Data extracted from a collection
(begin)
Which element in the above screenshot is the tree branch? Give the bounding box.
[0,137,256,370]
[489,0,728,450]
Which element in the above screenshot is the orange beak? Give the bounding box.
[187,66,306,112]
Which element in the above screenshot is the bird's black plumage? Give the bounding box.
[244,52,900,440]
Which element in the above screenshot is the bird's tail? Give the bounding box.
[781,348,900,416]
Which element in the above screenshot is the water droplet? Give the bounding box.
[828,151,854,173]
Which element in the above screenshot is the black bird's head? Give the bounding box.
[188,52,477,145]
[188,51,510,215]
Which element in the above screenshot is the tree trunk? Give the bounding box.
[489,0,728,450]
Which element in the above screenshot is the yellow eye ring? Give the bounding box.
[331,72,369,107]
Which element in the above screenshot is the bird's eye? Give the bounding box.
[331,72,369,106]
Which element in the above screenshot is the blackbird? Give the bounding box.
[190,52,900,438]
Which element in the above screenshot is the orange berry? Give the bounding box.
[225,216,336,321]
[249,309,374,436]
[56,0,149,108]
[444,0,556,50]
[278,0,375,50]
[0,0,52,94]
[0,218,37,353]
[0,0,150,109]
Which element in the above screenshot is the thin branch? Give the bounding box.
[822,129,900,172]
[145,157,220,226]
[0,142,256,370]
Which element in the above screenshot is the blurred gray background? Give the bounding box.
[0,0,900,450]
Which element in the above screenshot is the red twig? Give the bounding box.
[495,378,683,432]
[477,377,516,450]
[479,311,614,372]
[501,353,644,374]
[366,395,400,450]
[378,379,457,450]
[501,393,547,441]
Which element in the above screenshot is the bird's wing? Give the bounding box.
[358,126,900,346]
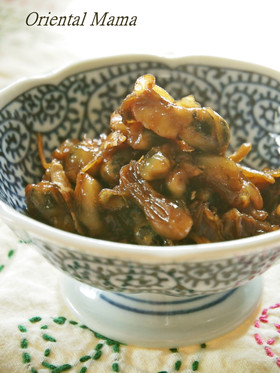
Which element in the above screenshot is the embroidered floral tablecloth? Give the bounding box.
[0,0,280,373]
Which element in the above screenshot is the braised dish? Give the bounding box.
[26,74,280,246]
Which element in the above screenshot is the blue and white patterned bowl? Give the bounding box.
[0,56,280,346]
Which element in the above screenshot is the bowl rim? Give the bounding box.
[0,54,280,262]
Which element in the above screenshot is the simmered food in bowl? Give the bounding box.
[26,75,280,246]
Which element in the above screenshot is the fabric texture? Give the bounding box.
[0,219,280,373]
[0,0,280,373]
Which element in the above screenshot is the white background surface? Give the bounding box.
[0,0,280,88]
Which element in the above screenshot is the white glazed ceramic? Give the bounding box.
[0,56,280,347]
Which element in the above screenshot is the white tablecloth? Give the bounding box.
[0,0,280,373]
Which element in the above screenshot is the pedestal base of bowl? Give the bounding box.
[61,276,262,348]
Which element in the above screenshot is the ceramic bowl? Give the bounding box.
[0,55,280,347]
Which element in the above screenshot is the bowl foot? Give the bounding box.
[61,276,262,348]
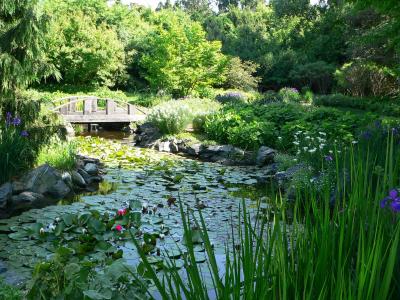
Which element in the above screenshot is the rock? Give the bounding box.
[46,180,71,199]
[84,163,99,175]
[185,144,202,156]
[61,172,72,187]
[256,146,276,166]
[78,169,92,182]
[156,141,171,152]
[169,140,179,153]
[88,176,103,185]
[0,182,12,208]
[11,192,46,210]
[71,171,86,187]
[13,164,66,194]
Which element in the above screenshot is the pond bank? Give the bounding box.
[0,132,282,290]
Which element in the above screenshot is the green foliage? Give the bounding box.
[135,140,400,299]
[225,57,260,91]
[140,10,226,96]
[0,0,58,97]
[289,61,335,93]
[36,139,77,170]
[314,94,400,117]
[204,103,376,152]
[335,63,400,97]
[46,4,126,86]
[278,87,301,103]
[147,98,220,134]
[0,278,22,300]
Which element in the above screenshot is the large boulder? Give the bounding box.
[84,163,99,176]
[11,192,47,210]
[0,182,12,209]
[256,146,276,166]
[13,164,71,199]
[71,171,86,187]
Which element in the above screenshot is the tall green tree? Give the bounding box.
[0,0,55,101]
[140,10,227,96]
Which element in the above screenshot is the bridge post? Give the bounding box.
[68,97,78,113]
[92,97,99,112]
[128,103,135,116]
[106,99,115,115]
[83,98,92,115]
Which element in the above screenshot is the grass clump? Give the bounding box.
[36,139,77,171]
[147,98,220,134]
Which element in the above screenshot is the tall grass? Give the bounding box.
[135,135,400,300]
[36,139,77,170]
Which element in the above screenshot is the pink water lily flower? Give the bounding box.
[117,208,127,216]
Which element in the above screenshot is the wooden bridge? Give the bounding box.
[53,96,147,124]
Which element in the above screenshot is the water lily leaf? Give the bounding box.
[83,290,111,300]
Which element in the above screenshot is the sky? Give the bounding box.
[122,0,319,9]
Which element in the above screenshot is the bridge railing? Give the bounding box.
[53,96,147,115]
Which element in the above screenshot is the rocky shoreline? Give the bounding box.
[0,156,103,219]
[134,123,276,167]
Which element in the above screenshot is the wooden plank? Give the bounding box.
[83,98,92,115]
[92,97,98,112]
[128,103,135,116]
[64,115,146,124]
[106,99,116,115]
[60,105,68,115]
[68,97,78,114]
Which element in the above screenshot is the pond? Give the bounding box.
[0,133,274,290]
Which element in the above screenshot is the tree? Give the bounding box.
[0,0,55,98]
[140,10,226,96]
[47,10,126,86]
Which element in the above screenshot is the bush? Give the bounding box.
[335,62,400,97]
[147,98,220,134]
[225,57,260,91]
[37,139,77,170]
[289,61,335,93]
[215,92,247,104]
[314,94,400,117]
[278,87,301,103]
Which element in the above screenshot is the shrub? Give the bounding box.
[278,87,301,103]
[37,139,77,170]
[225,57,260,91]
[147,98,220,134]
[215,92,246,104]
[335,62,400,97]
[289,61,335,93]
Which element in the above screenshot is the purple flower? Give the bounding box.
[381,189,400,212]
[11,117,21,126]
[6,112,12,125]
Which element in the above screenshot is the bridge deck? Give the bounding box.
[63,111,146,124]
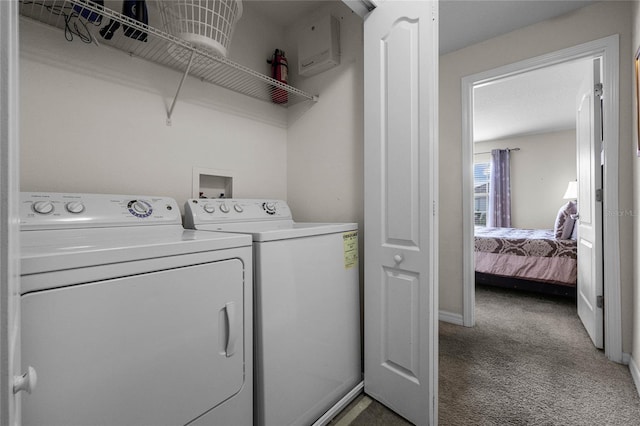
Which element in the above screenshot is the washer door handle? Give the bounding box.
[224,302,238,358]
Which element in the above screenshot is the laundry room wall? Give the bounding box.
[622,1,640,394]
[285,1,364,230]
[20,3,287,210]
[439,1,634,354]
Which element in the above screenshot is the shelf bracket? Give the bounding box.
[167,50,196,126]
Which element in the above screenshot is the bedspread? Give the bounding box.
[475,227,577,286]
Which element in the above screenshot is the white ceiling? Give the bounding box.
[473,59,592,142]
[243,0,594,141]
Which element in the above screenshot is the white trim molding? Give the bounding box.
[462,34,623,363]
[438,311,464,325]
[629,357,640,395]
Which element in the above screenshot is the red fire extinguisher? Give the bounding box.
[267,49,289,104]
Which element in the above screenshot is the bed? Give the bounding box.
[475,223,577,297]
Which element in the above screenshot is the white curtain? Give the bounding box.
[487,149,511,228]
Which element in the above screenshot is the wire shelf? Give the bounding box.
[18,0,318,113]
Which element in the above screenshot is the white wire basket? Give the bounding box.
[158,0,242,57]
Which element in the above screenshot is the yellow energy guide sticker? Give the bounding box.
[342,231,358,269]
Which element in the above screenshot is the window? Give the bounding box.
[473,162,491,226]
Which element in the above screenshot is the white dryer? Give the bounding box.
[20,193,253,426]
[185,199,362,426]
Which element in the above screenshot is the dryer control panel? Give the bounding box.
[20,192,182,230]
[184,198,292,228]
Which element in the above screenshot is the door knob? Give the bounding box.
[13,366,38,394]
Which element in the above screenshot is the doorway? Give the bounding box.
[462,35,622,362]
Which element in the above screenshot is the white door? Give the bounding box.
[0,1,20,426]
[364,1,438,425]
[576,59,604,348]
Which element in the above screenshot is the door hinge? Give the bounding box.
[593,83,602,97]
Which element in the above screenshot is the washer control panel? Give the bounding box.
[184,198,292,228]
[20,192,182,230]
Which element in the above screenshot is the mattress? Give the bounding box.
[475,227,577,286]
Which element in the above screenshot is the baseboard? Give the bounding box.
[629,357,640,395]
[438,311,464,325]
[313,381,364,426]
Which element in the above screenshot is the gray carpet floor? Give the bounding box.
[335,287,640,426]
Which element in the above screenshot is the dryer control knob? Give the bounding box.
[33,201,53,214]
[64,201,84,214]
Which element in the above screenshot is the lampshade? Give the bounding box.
(end)
(begin)
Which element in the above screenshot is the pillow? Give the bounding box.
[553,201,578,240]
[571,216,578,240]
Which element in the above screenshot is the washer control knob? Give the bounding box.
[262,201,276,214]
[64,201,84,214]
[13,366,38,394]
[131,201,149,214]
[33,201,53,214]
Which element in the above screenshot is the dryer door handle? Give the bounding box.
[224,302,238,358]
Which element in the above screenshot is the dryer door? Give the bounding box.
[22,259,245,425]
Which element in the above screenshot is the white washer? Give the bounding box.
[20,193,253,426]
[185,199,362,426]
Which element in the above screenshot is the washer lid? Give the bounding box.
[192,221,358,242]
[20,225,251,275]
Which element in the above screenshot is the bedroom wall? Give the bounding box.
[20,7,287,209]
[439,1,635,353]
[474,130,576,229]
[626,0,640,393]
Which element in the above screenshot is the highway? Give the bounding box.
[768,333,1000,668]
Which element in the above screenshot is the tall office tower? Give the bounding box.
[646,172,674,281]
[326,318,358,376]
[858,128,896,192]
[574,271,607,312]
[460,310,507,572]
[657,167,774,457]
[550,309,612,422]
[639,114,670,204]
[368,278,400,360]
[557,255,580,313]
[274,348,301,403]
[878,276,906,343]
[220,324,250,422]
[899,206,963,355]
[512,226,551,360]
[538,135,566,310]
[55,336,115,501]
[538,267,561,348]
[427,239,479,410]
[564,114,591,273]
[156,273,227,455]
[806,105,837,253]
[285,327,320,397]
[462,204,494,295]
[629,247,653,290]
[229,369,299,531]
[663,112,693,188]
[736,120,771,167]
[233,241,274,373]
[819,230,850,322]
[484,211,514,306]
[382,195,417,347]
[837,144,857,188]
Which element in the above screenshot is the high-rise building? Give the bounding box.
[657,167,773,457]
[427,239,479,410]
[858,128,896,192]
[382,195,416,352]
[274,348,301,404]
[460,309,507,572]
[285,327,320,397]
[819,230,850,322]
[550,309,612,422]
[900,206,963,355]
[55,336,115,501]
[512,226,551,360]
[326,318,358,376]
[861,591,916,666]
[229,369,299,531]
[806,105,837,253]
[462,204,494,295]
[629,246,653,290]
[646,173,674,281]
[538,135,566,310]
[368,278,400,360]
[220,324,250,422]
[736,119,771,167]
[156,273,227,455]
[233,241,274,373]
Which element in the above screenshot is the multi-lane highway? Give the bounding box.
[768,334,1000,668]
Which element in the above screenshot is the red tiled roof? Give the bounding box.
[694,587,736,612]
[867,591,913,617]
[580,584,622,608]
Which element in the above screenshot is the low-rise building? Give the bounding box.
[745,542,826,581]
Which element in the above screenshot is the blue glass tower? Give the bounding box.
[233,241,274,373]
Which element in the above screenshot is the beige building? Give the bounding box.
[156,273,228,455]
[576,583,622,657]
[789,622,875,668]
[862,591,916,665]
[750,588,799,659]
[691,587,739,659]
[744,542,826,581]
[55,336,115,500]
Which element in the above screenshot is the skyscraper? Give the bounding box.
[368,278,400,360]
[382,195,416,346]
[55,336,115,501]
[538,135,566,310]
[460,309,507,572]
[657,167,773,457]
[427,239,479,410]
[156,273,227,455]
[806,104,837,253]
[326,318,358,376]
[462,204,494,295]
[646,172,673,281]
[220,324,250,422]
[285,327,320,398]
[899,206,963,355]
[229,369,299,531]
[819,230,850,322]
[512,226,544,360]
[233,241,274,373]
(end)
→ **Aim**
Reproduce the material from the line with "Which element in the above screenshot is the bridge post?" to the line with "[68,97,78,114]", switching "wooden plank" to "wooden board" and keeping everything else unchanged.

→ **Finished answer**
Which element in the above screenshot is the bridge post? Give the bounding box.
[68,97,78,113]
[92,97,99,112]
[128,103,135,116]
[106,99,115,115]
[83,98,92,115]
Which element in the above screenshot is the grass clump? Give the bounding box.
[36,139,77,171]
[147,98,220,134]
Which element in the above screenshot is the tall grass? Give the bounding box.
[135,135,400,300]
[36,139,77,170]
Which element in the above screenshot is the pink water lily flower? Give the bounding box.
[117,208,127,216]
Which element in the above screenshot is the wooden bridge? Give the bounding box.
[53,96,147,124]
Which element in the above screenshot is the water lily leaf? Give the bounding box.
[83,290,111,300]
Which element in the above screenshot is the sky? Give the bounding box.
[122,0,319,9]
Which element in the above screenshot is the bridge railing? Give the bounding box.
[53,96,147,115]
Which element in the above screenshot is the rocky shoreline? Give the bounding box.
[0,156,103,219]
[134,123,276,167]
Which element in the above screenshot is the wooden board? Give the bounding box.
[83,98,92,115]
[92,97,98,112]
[128,103,135,116]
[64,115,146,124]
[106,99,116,115]
[60,105,68,115]
[68,97,78,114]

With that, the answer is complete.